Problem description >>
Please count the lines of the material below that contain the string "snow", treating uppercase and lowercase as different. Reply with the number alone.

Extracted entries >>
┌──
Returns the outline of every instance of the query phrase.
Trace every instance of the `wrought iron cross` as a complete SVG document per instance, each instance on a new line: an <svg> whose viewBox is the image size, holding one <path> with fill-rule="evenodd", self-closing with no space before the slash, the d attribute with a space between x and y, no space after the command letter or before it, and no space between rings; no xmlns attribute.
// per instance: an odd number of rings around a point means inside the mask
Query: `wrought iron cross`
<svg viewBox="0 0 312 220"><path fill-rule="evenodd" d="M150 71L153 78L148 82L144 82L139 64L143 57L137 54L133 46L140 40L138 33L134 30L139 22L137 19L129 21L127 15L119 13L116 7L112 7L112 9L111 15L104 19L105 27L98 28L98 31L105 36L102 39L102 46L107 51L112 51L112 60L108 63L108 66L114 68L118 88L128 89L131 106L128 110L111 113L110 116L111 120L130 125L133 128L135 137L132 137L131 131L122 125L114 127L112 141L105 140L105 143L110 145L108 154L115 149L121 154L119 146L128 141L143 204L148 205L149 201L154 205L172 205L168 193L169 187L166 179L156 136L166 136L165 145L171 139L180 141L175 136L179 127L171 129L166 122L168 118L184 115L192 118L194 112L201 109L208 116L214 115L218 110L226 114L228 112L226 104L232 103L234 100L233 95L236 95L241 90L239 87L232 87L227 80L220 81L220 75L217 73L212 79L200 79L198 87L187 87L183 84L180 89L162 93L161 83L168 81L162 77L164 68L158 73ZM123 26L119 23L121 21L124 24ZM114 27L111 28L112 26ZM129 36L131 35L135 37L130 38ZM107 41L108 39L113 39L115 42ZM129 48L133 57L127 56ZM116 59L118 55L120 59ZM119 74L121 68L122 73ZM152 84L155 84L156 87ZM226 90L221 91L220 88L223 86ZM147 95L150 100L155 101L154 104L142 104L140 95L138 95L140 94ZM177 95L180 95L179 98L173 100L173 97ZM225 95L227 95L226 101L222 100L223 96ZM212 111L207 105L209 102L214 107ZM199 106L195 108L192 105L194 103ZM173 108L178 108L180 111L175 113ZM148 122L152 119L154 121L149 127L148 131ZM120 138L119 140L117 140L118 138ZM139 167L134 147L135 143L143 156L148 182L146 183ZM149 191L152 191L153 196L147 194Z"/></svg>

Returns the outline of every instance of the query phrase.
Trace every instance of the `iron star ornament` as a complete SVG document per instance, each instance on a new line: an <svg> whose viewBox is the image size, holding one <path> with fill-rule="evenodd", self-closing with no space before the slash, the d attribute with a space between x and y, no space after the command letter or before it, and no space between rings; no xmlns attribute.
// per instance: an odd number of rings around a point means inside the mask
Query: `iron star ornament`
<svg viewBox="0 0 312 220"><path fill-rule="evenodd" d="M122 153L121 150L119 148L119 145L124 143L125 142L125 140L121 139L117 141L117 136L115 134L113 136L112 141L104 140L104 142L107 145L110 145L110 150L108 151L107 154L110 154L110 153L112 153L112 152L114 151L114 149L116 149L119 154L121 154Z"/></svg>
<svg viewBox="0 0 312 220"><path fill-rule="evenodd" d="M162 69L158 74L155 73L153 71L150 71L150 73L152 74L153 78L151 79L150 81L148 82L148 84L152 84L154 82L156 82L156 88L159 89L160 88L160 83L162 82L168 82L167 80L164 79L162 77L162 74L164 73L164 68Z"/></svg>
└──
┌──
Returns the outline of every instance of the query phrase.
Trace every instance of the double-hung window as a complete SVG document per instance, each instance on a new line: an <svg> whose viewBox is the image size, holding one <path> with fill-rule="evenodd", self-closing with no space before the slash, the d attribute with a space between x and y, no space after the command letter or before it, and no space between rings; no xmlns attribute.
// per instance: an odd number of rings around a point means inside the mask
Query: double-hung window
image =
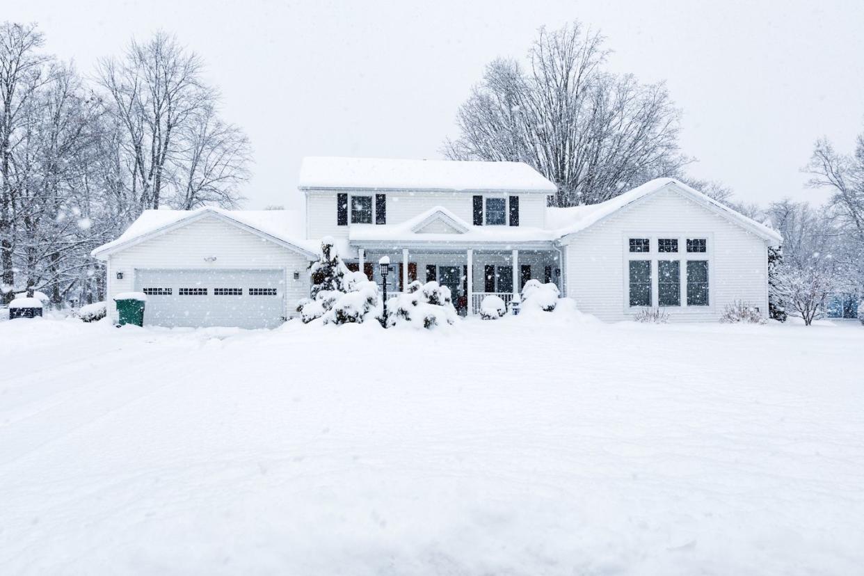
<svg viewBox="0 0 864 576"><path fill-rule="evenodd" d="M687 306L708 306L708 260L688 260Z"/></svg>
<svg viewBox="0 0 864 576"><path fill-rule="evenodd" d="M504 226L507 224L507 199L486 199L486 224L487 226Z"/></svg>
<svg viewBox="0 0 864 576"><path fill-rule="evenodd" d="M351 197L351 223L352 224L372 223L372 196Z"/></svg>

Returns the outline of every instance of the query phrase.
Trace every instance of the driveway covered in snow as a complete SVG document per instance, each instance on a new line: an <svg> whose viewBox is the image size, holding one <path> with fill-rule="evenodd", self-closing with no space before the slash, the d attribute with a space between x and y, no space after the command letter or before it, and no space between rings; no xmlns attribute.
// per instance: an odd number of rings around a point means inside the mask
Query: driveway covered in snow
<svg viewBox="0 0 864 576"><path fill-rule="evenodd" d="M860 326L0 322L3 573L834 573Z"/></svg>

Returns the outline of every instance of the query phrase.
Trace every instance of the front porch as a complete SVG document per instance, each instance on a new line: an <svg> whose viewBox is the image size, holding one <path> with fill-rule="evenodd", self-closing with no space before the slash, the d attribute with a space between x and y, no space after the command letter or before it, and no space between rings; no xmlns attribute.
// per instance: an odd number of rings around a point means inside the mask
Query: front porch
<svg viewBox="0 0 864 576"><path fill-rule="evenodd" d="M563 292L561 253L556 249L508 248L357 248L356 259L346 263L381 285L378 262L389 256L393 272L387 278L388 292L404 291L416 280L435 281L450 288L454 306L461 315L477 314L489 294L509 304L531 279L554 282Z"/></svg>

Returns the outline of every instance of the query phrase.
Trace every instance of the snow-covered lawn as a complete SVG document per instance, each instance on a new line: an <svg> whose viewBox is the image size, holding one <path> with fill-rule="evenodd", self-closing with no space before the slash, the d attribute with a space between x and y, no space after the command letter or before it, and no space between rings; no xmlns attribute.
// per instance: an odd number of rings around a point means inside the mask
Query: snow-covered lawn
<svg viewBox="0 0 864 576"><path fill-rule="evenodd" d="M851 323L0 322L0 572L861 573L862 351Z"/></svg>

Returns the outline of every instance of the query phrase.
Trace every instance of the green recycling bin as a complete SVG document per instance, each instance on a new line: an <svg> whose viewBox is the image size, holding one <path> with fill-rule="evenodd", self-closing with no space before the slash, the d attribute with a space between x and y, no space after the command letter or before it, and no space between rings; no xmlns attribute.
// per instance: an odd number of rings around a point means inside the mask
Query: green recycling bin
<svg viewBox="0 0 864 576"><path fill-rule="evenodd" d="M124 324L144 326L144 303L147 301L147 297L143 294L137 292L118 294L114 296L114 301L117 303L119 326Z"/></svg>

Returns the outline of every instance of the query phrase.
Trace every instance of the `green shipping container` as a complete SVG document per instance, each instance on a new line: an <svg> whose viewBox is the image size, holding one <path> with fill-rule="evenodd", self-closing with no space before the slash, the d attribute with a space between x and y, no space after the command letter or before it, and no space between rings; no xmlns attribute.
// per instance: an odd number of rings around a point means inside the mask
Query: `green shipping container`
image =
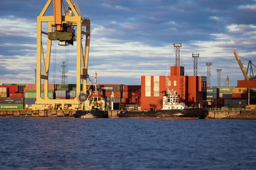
└──
Output for this exercise >>
4